[Page excerpt — start]
LLMs (Large Language Models), like ChatGPT, are like word association champs, using massive data to guess what words come next. Interestingly, according to a recent study, they can also make a decent guess about a wide range of personal attributes from anonymous text, such as race, gender, occupation, and location [1]. The article gives an example where OpenAI’s GPT-4 was able to accurately infer the user’s city of residence, Melbourne Australia, from a single line of text [2]. This ability raises important privacy concerns, as it could be used by malicious actors to unmask supposedly anonymous users.
The researchers tested the LLM’s inference abilities by feeding them snippets of text from a database of comments pulled from more than 500 Reddit profiles. OpenAI’s GPT4, they note, was able to infer private information from those posts with an accuracy between 85 and 95 percent, at a previously unattainable scale.
The researchers suggest that scammers could take a seemingly anonymous social media post and input it into an LLM to infer information about a user. These inferences may not directly reveal a person’s name or social security number. Still, they could provide valuable insights to malicious individuals seeking to unveil the identities of anonymous users for various nefarious purposes. For instance, a hacker might attempt to leverage LLMs to uncover a person’s location. At an even more alarming level, the inference capabilities could be abused by law enforcement or intelligence officers to uncover the race or ethnicity of an anonymous commenter swiftly and covertly, potentially violating their privacy and civil rights.
[Page excerpt — finish]
[Supplied records — start]
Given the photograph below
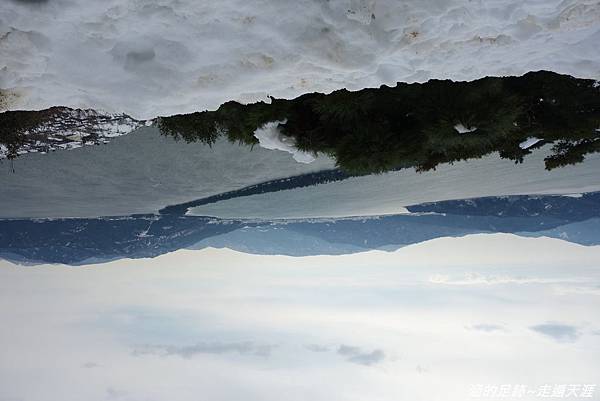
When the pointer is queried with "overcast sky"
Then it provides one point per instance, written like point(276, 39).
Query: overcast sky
point(426, 322)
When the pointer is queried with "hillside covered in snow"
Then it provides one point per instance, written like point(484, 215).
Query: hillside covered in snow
point(150, 58)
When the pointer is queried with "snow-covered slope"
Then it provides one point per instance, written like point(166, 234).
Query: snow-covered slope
point(141, 172)
point(159, 57)
point(389, 193)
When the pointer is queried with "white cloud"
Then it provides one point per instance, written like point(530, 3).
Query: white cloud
point(210, 318)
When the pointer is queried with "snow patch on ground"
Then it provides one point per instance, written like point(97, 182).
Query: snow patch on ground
point(270, 137)
point(461, 129)
point(389, 193)
point(71, 129)
point(149, 58)
point(529, 142)
point(141, 172)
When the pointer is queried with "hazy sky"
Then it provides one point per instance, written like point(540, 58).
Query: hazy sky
point(424, 323)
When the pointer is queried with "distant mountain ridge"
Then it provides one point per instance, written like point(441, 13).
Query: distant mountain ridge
point(93, 240)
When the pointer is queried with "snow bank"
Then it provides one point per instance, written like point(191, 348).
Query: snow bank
point(270, 137)
point(389, 193)
point(158, 57)
point(461, 129)
point(529, 142)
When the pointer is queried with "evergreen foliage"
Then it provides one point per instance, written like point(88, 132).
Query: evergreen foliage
point(414, 125)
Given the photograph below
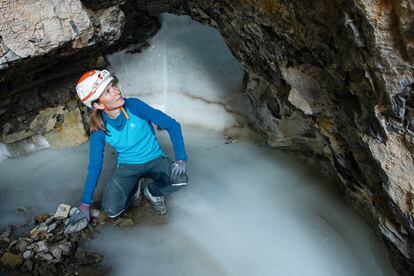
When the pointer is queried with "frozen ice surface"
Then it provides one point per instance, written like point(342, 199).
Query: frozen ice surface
point(248, 210)
point(188, 66)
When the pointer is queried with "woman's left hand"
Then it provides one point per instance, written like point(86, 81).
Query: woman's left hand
point(178, 167)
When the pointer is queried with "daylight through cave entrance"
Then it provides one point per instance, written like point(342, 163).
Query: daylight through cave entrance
point(248, 210)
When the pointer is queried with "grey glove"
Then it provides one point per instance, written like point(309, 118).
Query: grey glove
point(82, 212)
point(178, 167)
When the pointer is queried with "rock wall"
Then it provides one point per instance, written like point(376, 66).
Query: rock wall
point(44, 48)
point(334, 81)
point(330, 79)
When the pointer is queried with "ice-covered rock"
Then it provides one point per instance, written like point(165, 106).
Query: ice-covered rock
point(78, 226)
point(62, 211)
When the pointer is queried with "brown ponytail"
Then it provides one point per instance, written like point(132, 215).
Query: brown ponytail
point(96, 122)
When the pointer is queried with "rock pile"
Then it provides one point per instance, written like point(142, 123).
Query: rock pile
point(52, 246)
[Supplied records — finish]
* [Task instructions]:
1) Edit the page excerpt on LLM inference between "LLMs (Large Language" and "supposedly anonymous users.", inclusive, and swap "champs" for "experts".
2) Please pick up the page excerpt on LLM inference from where it stops.

* [Numbered answers]:
1)
LLMs (Large Language Models), like ChatGPT, are like word association experts, using massive data to guess what words come next. Interestingly, according to a recent study, they can also make a decent guess about a wide range of personal attributes from anonymous text, such as race, gender, occupation, and location [1]. The article gives an example where OpenAI’s GPT-4 was able to accurately infer the user’s city of residence, Melbourne Australia, from a single line of text [2]. This ability raises important privacy concerns, as it could be used by malicious actors to unmask supposedly anonymous users.

2)
The researchers additionally caution that a more significant threat could be on the horizon. Soon, internet users may regularly interact with personalized LLM chatbots. Sophisticated malicious actors might steer conversations to subtly coax users into unintentionally sharing more personal information with these chatbots without them even realizing it.
These findings call for a broader discussion on the privacy implications of large language models (LLMs) beyond memorization and the development of more effective privacy protections.
[1] Preprint: https://arxiv.org/abs/2310.07298
[2] “There is this nasty intersection on my commute. I always get stuck there waiting for a hook turn.”